### GOAL OF THE EXERCISE:
Reproduce the entries word for word, starting at their first line and ending at the line that contains "[711,100,732,193]", with both of those lines included.

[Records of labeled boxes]

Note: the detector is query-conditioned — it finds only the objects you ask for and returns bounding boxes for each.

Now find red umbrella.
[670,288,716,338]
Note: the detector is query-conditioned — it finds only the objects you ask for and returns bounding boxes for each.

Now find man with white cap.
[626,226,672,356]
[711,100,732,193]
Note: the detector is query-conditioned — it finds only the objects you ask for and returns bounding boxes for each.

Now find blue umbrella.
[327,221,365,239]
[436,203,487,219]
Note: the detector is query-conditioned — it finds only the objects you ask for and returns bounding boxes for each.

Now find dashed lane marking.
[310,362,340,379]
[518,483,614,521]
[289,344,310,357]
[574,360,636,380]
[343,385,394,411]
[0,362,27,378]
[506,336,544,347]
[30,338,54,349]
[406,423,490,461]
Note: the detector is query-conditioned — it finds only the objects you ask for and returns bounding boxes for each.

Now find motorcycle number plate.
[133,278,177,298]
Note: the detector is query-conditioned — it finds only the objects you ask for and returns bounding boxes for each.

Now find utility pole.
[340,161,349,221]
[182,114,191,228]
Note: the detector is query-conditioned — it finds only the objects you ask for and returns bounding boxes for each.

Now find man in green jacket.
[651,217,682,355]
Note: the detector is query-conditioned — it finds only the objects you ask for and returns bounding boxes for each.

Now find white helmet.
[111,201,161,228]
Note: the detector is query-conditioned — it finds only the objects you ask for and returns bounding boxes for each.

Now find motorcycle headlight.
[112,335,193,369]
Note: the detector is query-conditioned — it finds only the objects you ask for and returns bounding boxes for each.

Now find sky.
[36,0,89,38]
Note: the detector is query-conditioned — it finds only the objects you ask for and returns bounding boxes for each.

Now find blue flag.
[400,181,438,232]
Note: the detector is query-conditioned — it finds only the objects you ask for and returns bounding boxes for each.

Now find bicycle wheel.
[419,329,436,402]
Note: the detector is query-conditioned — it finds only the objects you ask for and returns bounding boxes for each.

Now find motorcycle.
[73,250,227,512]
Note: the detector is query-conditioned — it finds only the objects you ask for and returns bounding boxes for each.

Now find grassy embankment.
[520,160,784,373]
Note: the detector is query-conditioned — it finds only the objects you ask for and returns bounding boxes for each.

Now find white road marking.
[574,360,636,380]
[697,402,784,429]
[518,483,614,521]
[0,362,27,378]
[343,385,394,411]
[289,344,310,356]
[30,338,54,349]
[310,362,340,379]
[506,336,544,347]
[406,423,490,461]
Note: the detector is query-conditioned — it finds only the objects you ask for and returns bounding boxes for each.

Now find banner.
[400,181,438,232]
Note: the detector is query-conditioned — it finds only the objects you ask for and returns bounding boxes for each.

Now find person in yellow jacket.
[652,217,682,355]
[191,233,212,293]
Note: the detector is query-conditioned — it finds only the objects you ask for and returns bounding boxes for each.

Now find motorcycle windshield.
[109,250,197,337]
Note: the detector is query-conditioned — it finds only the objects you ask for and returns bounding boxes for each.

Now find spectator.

### OUTPUT FOR THIS EXERCISE:
Note: the detector is query-conditioned — it finds only the objects you ask for and returns bounding boxes for each.

Now find red umbrella.
[670,288,716,338]
Note: the detector is query-conditioned — it finds only the objects you ask for and returns bounding boxes for each.

Now find man with white cap.
[626,226,672,356]
[711,100,732,193]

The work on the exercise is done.